### Source extract

= Laticifer =

Elongated latex-secreting cell type

A laticifer is a type of elongated secretory cell found in the leaves and/or stems of plants that produce latex and rubber as secondary metabolites. Laticifers may be divided into:
- Articulated laticifers, i.e., composed of a series of cells joined together, or
- Non-articulated laticifers, consisting of one long coenocytic cell.

Non-articulated laticifers begin their growth from the meristematic tissue of the embryo, termed the laticifer initial, and can exhibit continual growth throughout the lifetime of the plant. Laticifer tubes have irregularly edged walls and a larger inner diameter than the surrounding parenchyma cells. In the development of the cell, elongation occurs via karyokinesis and no cell plate develops resulting in coenocytic cells which extend throughout the plant. These cells can reach up to tens of centimeters long and can be branched or unbranched.
They are thought to have a role in wound healing and as defense against herbivory, as well as pathogen defense, and are often used for taxonomy.

Laticifers were first described by Anton de Bary in 1877.

Laticifers are highly specialized cells which can produce a wide variety of proteins. These proteins include enzymes functioning as proteinases and chitinases which help defend the producing plant against insects and other herbivores. In one study it was found that the presence and concentration of some proteins can differ greatly within the genus Croton relative to three species studied.

### Given data

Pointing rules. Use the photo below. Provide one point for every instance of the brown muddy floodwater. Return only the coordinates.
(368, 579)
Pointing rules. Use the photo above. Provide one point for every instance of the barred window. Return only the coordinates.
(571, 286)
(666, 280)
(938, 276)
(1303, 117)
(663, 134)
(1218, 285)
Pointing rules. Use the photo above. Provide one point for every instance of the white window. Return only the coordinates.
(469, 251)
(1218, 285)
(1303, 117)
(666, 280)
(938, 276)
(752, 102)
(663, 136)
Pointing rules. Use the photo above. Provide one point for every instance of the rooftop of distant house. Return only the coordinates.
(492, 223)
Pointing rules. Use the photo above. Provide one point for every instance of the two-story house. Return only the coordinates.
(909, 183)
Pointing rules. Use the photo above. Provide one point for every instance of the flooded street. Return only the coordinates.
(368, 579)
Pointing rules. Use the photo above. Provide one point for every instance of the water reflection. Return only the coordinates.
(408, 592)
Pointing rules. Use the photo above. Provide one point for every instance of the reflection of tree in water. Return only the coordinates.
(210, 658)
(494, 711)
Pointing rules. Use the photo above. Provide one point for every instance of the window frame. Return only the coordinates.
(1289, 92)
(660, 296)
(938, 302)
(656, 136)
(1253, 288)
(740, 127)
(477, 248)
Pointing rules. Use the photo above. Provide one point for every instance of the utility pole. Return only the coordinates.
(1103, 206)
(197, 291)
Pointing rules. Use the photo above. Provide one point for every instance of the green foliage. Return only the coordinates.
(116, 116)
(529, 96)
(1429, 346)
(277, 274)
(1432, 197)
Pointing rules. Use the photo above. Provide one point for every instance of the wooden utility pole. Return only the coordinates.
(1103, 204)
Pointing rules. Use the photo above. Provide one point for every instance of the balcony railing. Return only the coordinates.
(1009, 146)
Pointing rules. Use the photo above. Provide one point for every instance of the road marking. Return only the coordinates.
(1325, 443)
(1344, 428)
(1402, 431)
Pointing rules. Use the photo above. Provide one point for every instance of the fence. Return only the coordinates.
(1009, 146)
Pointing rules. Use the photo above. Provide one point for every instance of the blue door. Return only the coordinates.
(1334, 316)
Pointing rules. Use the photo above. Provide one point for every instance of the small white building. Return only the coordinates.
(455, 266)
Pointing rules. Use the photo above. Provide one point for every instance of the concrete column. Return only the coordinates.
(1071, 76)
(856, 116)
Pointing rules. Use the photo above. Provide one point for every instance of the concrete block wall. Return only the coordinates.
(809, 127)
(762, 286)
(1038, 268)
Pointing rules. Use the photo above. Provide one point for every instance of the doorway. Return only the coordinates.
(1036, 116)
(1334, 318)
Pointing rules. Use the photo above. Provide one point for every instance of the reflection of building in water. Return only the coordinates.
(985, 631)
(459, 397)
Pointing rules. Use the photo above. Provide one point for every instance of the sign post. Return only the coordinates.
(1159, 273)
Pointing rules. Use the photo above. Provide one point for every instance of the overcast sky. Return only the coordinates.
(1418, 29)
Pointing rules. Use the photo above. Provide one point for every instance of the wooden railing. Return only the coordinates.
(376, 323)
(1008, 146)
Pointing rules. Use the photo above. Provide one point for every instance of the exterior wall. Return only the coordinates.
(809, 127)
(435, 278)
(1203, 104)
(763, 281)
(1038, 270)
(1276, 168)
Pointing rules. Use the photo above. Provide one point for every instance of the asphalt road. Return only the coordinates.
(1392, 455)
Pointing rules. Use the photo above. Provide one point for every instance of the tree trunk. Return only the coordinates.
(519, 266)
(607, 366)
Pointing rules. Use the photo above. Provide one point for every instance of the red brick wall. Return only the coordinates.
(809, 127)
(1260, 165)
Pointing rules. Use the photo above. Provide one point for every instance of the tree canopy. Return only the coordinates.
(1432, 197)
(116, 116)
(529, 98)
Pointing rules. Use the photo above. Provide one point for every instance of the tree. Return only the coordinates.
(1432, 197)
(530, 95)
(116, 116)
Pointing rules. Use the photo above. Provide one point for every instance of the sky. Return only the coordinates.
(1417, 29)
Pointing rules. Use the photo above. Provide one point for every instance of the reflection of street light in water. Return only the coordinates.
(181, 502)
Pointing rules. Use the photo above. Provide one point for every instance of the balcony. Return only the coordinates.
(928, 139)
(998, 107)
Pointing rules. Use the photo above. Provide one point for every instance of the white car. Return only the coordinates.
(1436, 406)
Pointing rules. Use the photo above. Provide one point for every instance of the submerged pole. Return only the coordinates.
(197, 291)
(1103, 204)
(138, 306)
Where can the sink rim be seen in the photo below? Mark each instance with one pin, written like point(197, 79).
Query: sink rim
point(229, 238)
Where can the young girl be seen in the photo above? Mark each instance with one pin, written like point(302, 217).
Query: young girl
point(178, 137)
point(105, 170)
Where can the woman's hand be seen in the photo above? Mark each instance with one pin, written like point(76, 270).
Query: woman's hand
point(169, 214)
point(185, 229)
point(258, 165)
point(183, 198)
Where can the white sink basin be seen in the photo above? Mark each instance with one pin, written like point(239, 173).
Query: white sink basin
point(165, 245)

### Exercise goal
Name each role the laticifer article says laticifers are thought to have. The lines above come from a different source than the laticifer article.

### Written reply
- Wound healing
- Defense against herbivory
- Pathogen defense